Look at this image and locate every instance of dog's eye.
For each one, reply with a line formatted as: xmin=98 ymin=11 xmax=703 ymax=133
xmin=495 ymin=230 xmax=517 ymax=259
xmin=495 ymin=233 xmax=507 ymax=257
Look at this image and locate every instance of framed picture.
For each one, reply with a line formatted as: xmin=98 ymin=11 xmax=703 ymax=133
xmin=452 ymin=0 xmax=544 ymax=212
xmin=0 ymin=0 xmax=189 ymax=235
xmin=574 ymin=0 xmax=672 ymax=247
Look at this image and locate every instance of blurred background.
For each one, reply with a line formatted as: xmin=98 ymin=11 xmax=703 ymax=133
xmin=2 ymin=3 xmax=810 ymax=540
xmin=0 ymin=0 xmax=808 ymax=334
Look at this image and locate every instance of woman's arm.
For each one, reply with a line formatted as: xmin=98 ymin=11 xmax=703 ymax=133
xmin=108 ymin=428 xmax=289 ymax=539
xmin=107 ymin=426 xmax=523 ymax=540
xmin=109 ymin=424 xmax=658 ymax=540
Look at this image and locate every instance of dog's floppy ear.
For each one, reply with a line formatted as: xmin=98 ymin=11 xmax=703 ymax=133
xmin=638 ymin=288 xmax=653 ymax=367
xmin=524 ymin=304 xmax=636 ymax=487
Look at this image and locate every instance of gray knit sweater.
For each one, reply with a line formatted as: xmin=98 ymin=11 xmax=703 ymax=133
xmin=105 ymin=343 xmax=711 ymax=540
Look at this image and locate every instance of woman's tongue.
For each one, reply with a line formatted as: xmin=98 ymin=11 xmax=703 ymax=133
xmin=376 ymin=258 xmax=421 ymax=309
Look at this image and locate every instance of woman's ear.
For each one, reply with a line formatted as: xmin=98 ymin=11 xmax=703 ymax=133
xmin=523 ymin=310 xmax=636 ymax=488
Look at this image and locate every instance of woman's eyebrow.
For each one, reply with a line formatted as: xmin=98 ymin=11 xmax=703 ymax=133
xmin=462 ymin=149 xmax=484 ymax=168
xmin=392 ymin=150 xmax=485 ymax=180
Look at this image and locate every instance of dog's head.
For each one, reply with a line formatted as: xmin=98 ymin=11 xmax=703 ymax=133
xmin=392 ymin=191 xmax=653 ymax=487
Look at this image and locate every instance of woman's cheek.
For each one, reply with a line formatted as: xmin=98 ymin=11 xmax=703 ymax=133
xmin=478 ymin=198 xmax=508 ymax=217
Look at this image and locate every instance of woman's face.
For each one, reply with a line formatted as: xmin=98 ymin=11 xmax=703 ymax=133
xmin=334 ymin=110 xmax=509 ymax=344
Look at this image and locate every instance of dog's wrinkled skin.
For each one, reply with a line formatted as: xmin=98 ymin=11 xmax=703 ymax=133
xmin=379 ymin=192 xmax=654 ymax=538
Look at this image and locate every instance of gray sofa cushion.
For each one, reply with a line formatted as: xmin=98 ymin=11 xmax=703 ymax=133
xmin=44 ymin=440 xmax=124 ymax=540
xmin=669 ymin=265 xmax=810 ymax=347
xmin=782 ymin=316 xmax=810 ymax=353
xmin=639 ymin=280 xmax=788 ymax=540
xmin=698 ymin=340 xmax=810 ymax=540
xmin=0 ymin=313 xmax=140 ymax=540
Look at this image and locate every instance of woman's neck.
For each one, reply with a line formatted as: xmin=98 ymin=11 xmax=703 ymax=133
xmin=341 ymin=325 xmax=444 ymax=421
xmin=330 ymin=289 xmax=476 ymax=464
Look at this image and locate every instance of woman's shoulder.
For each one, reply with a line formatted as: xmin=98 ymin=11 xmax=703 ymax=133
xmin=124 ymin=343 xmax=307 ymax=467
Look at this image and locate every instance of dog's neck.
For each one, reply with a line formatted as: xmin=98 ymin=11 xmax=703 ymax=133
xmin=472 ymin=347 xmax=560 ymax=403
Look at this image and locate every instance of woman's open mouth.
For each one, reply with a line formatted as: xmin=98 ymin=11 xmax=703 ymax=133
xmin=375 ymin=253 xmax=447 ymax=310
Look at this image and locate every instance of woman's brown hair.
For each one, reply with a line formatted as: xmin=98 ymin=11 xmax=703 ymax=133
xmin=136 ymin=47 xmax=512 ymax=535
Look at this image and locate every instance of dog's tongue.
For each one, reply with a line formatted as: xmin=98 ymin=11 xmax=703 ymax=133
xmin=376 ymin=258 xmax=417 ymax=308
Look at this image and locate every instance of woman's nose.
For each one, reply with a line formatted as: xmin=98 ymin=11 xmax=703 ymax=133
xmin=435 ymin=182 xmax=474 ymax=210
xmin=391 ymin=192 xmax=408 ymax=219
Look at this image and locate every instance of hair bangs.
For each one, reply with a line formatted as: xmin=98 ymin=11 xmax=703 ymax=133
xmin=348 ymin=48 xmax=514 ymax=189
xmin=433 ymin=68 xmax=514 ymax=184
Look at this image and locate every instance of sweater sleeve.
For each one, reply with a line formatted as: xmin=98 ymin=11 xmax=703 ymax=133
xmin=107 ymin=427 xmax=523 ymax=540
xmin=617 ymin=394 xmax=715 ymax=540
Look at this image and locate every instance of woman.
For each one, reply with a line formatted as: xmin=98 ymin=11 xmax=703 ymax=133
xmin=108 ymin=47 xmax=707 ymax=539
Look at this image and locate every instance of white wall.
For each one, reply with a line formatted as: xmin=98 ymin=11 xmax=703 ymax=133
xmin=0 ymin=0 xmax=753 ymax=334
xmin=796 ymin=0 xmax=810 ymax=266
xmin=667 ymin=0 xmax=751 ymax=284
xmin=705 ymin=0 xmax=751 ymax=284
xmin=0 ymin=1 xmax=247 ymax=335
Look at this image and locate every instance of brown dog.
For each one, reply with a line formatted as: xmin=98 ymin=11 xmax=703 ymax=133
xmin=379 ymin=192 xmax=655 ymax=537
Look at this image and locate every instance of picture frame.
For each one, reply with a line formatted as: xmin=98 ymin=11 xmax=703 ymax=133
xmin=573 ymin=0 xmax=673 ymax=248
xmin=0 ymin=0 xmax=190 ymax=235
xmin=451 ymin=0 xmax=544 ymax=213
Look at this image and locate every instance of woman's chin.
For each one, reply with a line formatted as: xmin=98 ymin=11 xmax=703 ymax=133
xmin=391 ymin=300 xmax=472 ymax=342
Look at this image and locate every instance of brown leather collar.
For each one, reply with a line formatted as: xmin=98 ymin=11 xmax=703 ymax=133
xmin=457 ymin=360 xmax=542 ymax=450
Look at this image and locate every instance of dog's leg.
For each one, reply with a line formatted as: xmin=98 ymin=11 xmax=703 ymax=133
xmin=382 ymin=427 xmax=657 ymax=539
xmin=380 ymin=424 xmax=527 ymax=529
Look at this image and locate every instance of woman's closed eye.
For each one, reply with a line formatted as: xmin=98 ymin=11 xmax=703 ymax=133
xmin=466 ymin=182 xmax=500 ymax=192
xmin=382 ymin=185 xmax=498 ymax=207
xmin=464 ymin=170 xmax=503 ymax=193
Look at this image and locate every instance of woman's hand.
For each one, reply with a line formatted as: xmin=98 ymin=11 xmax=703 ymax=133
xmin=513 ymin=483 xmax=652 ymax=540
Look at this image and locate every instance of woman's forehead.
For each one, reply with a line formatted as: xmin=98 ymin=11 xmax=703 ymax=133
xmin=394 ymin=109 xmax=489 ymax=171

What you should do:
Report every line of the data above that contains the string "gray" by copying it in full.

Exercise solution:
Look at this image and locate every instance of gray knit sweater.
Look at this image and locate every instance of gray sofa cushion.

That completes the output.